** START OF EXCERPTED TEXT **
Selling, General and Administrative Expenses.    The Company’s selling, general and administrative expenses consist 

primarily of staff compensation, advertising, depreciation and occupancy costs. The Company’s selling, general and 
administrative expenses were $1.82 billion for the year ended December 31, 2018, up 10.6% from $1.65 billion for the year 
ended December 31, 2017. As a percentage of revenues, the Company’s selling, general and administrative expenses were 
31.4% for 2018, up from 31.3% for 2017. Contributing factors for each reportable segment are discussed below in further 
detail.

Selling, general and administrative expenses for the Company’s temporary and consultant staffing division were $1.22 

billion for the year ended December 31, 2018, increasing by 7.6% from $1.14 billion for the year ended December 31, 2017. As 
a percentage of revenues, selling, general and administrative expenses for temporary and consultant staffing were 28.3% in 
2018, down slightly from 28.4% in 2017. 

Selling, general and administrative expenses for the Company’s permanent placement staffing division were $420 million 

for the year ended December 31, 2018, increasing by 16.5% from $361 million for the year ended December 31, 2017. As a 
percentage of revenues, selling, general and administrative expenses for permanent placement staffing services were 82.1% for 
both the years ended December 31, 2018 and 2017.
** END OF EXCERPTED TEXT **
§ **EXERCISES TO COMPLETE**:
A. Can you switch "advertising" to "marketing" in the expenses excerpt and give everything from "primarily of staff" down to "28.4% in 2017."?
B. Can you resume the expenses excerpt after its last sentence?
The records after this point come from a separate source.
** START OF EXTRACTED MATERIAL **
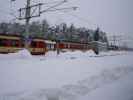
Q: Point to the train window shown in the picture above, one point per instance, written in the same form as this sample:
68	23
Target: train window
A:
14	43
49	46
33	44
41	45
2	42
** END OF EXTRACTED MATERIAL **
§ **RESPONSES TO THE EXERCISE**:
A.
primarily of staff compensation, marketing, depreciation and occupancy costs. The Company’s selling, general and 
administrative expenses were $1.82 billion for the year ended December 31, 2018, up 10.6% from $1.65 billion for the year 
ended December 31, 2017. As a percentage of revenues, the Company’s selling, general and administrative expenses were 
31.4% for 2018, up from 31.3% for 2017. Contributing factors for each reportable segment are discussed below in further 
detail.

Selling, general and administrative expenses for the Company’s temporary and consultant staffing division were $1.22 

billion for the year ended December 31, 2018, increasing by 7.6% from $1.14 billion for the year ended December 31, 2017. As 
a percentage of revenues, selling, general and administrative expenses for temporary and consultant staffing were 28.3% in 
2018, down slightly from 28.4% in 2017.

B.
Selling, general and administrative expenses for the Company’s risk consulting and internal audit services division were 
$176 million for the year ended December 31, 2018, increasing by 19.1% from $148 million for the year ended December 31, 
2017. As a percentage of revenues, selling, general and administrative expenses for risk consulting and internal audit services 
were 18.4% in 2018, up from 18.1% in 2017. For 2018 compared to 2017, the increase in selling, general and administrative 
expenses as a percentage of revenue is primarily due to an increase in variable overhead costs.

Operating Income.    The Company’s total operating income was $589 million, or 10.2% of revenues, for the year ended 

December 31, 2018, up 13.9% from $517 million, or 9.8% of revenues, for the year ended December 31, 2017. For the 
Company’s temporary and consultant staffing division, operating income was $405 million, or 9.3% of applicable revenues, up 
13.8% from $356 million, or 8.9% of applicable revenues, in 2017. For the Company’s permanent placement staffing division, 
operating income was $91 million, or 17.7% of applicable revenues, up 16.9% from operating income of $77 million, or 17.7% 
of applicable revenues, in 2017. For the Company’s risk consulting and internal audit services division, operating income was 
$93 million, or 9.7% of applicable revenues, up 11.2% from operating income of $84 million, or 10.3% of applicable revenues, 
in 2017.

Provision for income taxes.    The provision for income taxes was 26.6% and 43.9% for the years ended December 31, 

2018 and 2017, respectively. The lower 2018 tax rate is primarily due to the reduction of the U.S. federal corporate income tax 
rate from 35% to 21% and a prior year $34 million one-time, non-cash charge to the provision for income taxes related to the 
enactment of TCJA.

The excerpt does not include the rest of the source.